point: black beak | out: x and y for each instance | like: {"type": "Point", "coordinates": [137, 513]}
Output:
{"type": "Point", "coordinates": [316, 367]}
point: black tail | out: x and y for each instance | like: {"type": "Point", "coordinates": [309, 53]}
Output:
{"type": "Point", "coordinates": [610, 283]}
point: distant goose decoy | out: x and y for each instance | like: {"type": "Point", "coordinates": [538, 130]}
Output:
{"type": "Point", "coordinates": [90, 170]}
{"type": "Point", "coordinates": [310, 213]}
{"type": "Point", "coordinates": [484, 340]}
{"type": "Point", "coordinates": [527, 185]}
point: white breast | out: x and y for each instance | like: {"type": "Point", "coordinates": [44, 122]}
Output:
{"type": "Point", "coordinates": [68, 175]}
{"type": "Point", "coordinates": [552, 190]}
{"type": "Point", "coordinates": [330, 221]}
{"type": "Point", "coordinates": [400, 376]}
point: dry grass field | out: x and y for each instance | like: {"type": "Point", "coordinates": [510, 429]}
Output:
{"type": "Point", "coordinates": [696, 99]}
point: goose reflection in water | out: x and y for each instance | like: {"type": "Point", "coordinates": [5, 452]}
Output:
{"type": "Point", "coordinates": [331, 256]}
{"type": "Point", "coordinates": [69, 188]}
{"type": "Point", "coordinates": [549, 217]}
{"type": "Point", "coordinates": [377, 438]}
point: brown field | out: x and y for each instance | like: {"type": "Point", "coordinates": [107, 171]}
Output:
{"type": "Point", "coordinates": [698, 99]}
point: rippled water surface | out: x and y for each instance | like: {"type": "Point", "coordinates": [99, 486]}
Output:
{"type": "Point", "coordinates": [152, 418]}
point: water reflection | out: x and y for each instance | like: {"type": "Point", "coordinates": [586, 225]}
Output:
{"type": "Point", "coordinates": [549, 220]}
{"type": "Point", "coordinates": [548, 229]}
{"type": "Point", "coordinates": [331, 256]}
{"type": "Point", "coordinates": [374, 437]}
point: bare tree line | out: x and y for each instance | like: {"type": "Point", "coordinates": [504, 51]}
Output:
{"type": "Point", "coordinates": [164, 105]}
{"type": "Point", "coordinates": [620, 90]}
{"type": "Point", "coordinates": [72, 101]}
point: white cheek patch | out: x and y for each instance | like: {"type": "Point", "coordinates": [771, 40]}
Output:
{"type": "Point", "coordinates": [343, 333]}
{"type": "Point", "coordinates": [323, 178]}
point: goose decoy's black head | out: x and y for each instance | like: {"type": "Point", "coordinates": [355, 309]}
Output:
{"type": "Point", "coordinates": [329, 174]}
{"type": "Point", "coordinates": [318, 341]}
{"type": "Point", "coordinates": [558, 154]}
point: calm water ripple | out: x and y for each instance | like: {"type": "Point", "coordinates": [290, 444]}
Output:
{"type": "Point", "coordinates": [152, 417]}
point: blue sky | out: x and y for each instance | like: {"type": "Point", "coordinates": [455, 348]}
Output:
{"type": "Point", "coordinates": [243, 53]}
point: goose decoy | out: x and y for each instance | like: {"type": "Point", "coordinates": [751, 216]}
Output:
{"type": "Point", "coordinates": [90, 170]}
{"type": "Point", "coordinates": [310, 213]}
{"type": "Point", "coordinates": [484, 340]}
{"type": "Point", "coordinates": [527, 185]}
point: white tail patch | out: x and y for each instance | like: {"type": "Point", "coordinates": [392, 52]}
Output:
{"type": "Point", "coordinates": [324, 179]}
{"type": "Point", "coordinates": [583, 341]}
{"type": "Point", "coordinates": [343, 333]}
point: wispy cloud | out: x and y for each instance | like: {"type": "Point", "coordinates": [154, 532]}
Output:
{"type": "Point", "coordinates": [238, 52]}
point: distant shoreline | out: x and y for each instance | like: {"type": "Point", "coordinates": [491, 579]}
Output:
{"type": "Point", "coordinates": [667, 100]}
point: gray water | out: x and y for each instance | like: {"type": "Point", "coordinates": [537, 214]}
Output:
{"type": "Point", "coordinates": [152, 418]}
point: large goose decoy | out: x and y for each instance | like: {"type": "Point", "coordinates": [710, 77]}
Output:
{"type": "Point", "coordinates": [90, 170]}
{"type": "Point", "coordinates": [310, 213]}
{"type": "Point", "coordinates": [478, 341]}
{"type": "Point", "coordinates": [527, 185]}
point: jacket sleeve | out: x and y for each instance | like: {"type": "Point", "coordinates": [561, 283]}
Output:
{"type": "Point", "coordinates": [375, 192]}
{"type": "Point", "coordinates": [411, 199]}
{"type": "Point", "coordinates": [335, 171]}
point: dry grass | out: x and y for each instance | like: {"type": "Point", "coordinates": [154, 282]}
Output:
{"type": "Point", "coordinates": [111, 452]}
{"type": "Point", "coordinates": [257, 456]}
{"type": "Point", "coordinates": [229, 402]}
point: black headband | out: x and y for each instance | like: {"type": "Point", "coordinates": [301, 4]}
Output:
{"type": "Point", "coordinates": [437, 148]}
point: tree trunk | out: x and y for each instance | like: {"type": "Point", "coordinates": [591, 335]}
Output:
━━━━━━━━
▶ [ASSIGNED TASK]
Every line of the entries above that includes "grass" should be copied.

▶ [REPLY]
point: dry grass field | out: x and y for each instance | like: {"type": "Point", "coordinates": [510, 429]}
point: dry grass | out: x and y for each instance | like: {"type": "Point", "coordinates": [154, 282]}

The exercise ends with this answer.